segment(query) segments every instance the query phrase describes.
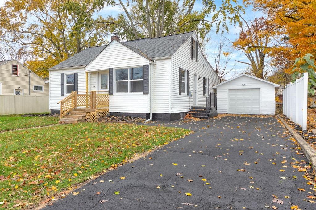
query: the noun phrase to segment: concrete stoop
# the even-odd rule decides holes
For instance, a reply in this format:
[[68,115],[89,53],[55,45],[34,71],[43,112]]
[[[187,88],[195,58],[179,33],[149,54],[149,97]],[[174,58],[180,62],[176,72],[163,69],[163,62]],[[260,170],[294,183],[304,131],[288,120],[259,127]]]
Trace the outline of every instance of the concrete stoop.
[[215,107],[211,107],[208,112],[207,113],[206,107],[192,106],[188,114],[194,117],[204,119],[209,119],[218,115]]

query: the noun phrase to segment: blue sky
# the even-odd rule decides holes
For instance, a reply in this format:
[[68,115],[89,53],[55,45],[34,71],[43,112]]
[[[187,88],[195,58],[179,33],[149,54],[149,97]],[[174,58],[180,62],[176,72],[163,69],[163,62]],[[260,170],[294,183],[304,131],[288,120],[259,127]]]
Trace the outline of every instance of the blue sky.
────
PROBLEM DETAILS =>
Update the rows above by replacing "concrete stoop" with "front steps" wherever it occurs, and change nothing else. Leave the pictures out of your answer.

REPLY =>
segment(query) segments every instance the query phrase describes.
query: the noun phrase to segment: front steps
# the even-odd rule decides holes
For instance, a reply in this format:
[[68,115],[89,53],[55,45],[34,71],[43,112]]
[[[187,88],[195,58],[179,33],[149,54],[149,97]],[[174,58],[180,62],[176,72],[163,69],[163,62]],[[260,170],[294,183],[304,131],[288,120],[259,127]]]
Trace the outline of every instance of the front steps.
[[215,107],[211,107],[208,112],[207,113],[206,107],[192,106],[188,114],[194,117],[204,119],[209,119],[218,115]]

query: the noun phrase to segment: blue sky
# the even-odd rule decides holes
For instance, a reply in this format:
[[68,115],[89,53],[55,45],[34,71],[43,112]]
[[[187,88],[195,58],[179,33],[149,54],[149,97]],[[174,58],[180,62],[176,72],[163,69],[163,62]],[[260,170],[294,183],[304,131],[288,120],[259,127]]]
Trace the outline of every instance of the blue sky.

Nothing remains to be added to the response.